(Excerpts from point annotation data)
════
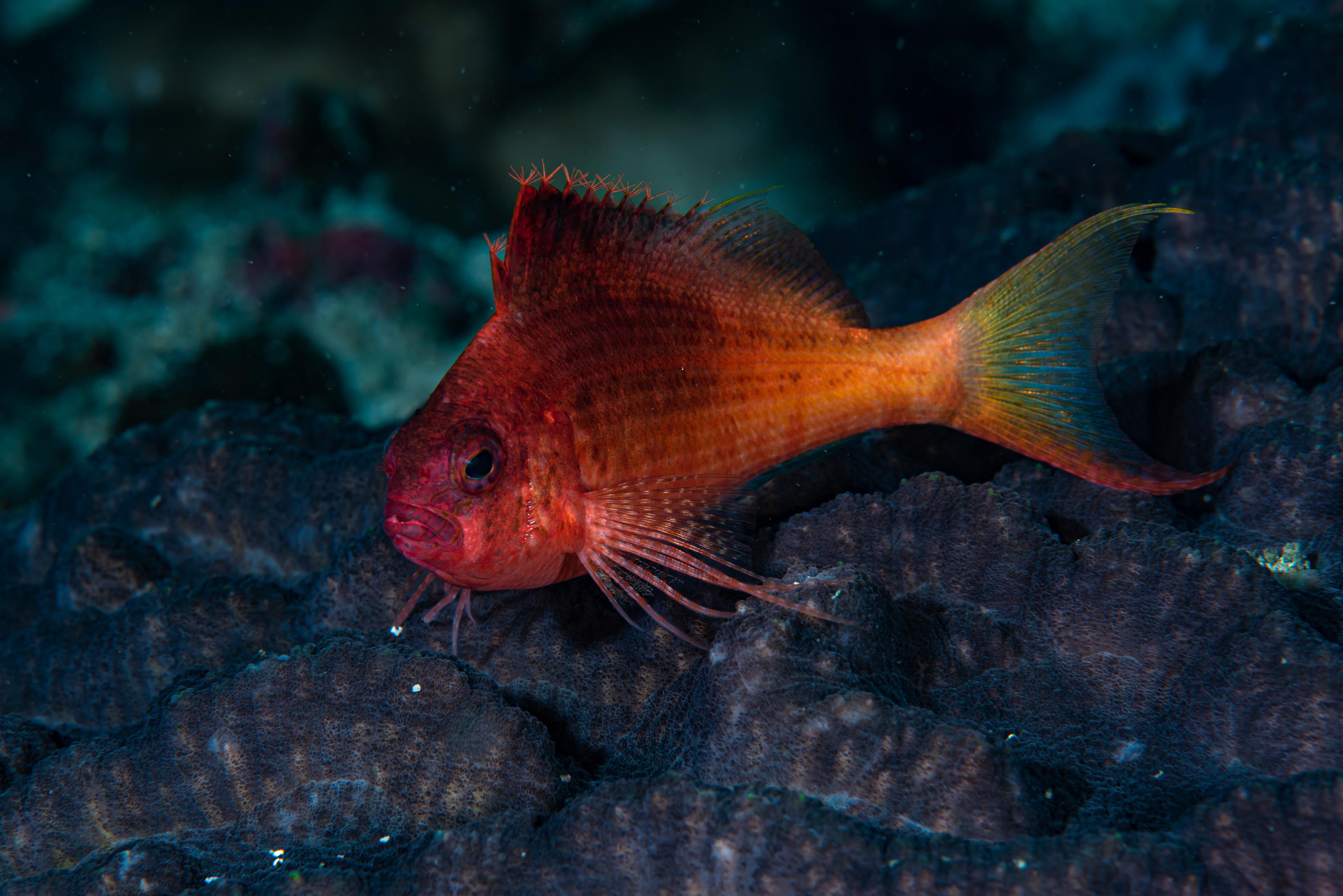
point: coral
(437, 739)
(1040, 686)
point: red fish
(642, 366)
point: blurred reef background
(242, 242)
(285, 203)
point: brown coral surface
(1048, 688)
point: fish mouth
(418, 526)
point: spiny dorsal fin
(599, 234)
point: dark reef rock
(1047, 687)
(413, 725)
(307, 496)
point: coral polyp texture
(1047, 687)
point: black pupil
(480, 464)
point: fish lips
(415, 529)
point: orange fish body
(641, 366)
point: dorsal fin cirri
(598, 234)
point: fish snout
(413, 523)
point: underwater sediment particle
(233, 489)
(342, 711)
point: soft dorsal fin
(598, 234)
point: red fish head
(462, 503)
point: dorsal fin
(597, 233)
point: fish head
(465, 503)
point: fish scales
(642, 366)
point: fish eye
(480, 465)
(478, 461)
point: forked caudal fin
(1028, 359)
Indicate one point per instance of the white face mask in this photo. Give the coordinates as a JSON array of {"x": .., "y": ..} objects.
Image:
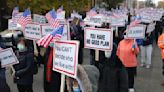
[
  {"x": 108, "y": 54},
  {"x": 21, "y": 47}
]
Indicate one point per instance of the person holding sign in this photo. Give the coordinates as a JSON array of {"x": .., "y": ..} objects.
[
  {"x": 23, "y": 75},
  {"x": 161, "y": 46},
  {"x": 3, "y": 84},
  {"x": 146, "y": 50},
  {"x": 127, "y": 51}
]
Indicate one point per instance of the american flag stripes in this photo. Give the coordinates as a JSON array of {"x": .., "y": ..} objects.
[
  {"x": 25, "y": 18},
  {"x": 92, "y": 12},
  {"x": 55, "y": 34},
  {"x": 60, "y": 9},
  {"x": 14, "y": 13},
  {"x": 52, "y": 19}
]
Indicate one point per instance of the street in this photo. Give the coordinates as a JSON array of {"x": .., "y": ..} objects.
[{"x": 147, "y": 80}]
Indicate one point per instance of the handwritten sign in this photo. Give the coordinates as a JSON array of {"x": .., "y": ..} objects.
[
  {"x": 151, "y": 27},
  {"x": 136, "y": 32},
  {"x": 18, "y": 16},
  {"x": 97, "y": 38},
  {"x": 47, "y": 29},
  {"x": 61, "y": 15},
  {"x": 73, "y": 15},
  {"x": 8, "y": 57},
  {"x": 95, "y": 20},
  {"x": 12, "y": 25},
  {"x": 66, "y": 57},
  {"x": 117, "y": 21},
  {"x": 32, "y": 32},
  {"x": 39, "y": 19}
]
════
Exercise task: Can you write out every line of the records above word for word, leaving the pictures out?

Task solution:
point: coral
(437, 739)
(1040, 686)
point: red fish
(642, 366)
point: blurred reef background
(242, 242)
(285, 203)
point: brown coral surface
(1048, 688)
point: fish mouth
(418, 526)
point: spiny dorsal fin
(599, 234)
point: dark reef rock
(1047, 687)
(413, 725)
(307, 496)
point: coral polyp texture
(1047, 687)
point: black pupil
(480, 464)
point: fish lips
(415, 529)
point: orange fish body
(641, 366)
point: dorsal fin cirri
(598, 234)
point: fish snout
(413, 523)
point: underwater sediment particle
(233, 489)
(342, 711)
point: soft dorsal fin
(598, 234)
point: red fish head
(462, 503)
point: dorsal fin
(597, 233)
point: fish head
(465, 503)
point: fish scales
(642, 366)
point: fish eye
(480, 465)
(478, 461)
point: forked caudal fin
(1028, 359)
Indicate one point per instance of the white face mask in this photo. Give the coordinates as a JSON array of {"x": .., "y": ..} objects.
Image:
[
  {"x": 108, "y": 54},
  {"x": 21, "y": 47}
]
Indicate one point per instance of the person holding sign in this photo. Give the coordinates as a JSON array of {"x": .., "y": ..} objects.
[
  {"x": 23, "y": 75},
  {"x": 161, "y": 46},
  {"x": 3, "y": 84},
  {"x": 146, "y": 50},
  {"x": 127, "y": 51}
]
Indicate one point per instance of the american flag stripes in this photo. Give the coordinates as a JSON array of {"x": .., "y": ..} objects.
[
  {"x": 25, "y": 18},
  {"x": 92, "y": 12},
  {"x": 55, "y": 34},
  {"x": 60, "y": 9},
  {"x": 14, "y": 13},
  {"x": 52, "y": 19}
]
Indicate one point per instance of the street in this photo. Give the coordinates as a JSON array of {"x": .., "y": ..} objects.
[{"x": 147, "y": 80}]
Indicate one point per instance of the handwritten sign in this photo. Give the coordinates as a JSON array of {"x": .., "y": ..} objects.
[
  {"x": 151, "y": 27},
  {"x": 136, "y": 32},
  {"x": 18, "y": 16},
  {"x": 97, "y": 38},
  {"x": 47, "y": 29},
  {"x": 61, "y": 15},
  {"x": 73, "y": 15},
  {"x": 8, "y": 57},
  {"x": 95, "y": 20},
  {"x": 12, "y": 25},
  {"x": 66, "y": 57},
  {"x": 117, "y": 21},
  {"x": 32, "y": 32},
  {"x": 39, "y": 19}
]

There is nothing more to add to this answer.